+++ DOCUMENT PASSAGE +++

Guest Column #5

I just sat down at the computer, Googled a few LINKS, and here’s what I found out, condensed into my own words:


We hear a lot about hip rotation in the golf swing. Unfortunately, hip rotation is a result, not a cause, if we look at the swings of expert golfers.

Many golf instructors teach hip-turn. Hip-turn can be a valid “Feel” thought…as long as the player realizes that Feel Is Not Real. If a golfer feels or sees hip movement, and attempts to teach others this “Feel” thought, there is the danger that someone might take it LITERALLY and actually try to turn their hips with their hips. And, if hip movement is exaggerated, it can result in lower back pain. Uh-oh.

In the past, we could excuse golf instructors for parroting the same old nonsense, but now, with computers and Google, it is easy to learn the function of the hips. In golf, they don’t turn—they GET TURNED. (That is, if you want a pro-style swing, and are physically capable of it.).

The function of the hips is to provide range of motion, flexibility, locomotion, and to maintain balance. If we try to turn our hips…with our hips…then what is going to provide our balance? The results would be weak out-of-sync rotation, loss of balance, and possible injury. Not good.

What kind of movement can we expect from our hip muscles? Forward and backward movement of the legs, moving the legs to the side and returning them, and inward or outward rotation of the legs.

+++ RECORDS +++

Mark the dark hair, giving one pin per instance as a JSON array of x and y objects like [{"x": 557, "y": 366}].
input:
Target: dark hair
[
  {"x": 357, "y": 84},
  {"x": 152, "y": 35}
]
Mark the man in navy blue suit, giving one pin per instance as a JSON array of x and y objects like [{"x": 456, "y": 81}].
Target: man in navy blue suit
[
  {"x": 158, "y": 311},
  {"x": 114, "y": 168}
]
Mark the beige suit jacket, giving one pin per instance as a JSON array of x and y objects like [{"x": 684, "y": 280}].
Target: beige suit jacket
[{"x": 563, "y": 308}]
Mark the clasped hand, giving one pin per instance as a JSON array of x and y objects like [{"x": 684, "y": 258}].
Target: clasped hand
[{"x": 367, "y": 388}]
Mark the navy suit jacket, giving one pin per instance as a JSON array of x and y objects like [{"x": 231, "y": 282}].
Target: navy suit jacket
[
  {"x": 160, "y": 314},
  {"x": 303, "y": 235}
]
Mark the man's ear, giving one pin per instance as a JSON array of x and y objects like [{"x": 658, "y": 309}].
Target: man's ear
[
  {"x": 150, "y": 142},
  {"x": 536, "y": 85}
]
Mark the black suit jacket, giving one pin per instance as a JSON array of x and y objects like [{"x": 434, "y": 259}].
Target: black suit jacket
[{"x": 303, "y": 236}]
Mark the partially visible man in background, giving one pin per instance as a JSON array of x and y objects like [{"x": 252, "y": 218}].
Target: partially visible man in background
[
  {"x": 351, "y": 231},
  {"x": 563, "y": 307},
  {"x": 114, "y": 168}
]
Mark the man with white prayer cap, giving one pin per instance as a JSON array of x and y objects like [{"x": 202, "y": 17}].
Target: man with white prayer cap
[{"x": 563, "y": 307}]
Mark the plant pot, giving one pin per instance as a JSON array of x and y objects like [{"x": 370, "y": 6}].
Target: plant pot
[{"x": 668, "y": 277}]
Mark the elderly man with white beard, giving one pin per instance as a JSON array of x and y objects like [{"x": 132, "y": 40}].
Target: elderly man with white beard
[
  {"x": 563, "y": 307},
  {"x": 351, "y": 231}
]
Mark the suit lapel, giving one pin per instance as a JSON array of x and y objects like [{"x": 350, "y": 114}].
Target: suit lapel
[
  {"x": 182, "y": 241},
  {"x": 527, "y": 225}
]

+++

WORK INSTRUCTIONS:
Answer from the guest column on hip rotation above the records:
1. What does the column say exaggerated hip movement can result in?
2. What four functions of the hips does it list?
3. What movements does it say we can expect from our hip muscles?

SOLUTION BELOW:
1. Lower back pain.
2. Providing range of motion, flexibility, locomotion, and maintaining balance.
3. Forward and backward movement of the legs, moving the legs to the side and returning them, and inward or outward rotation of the legs.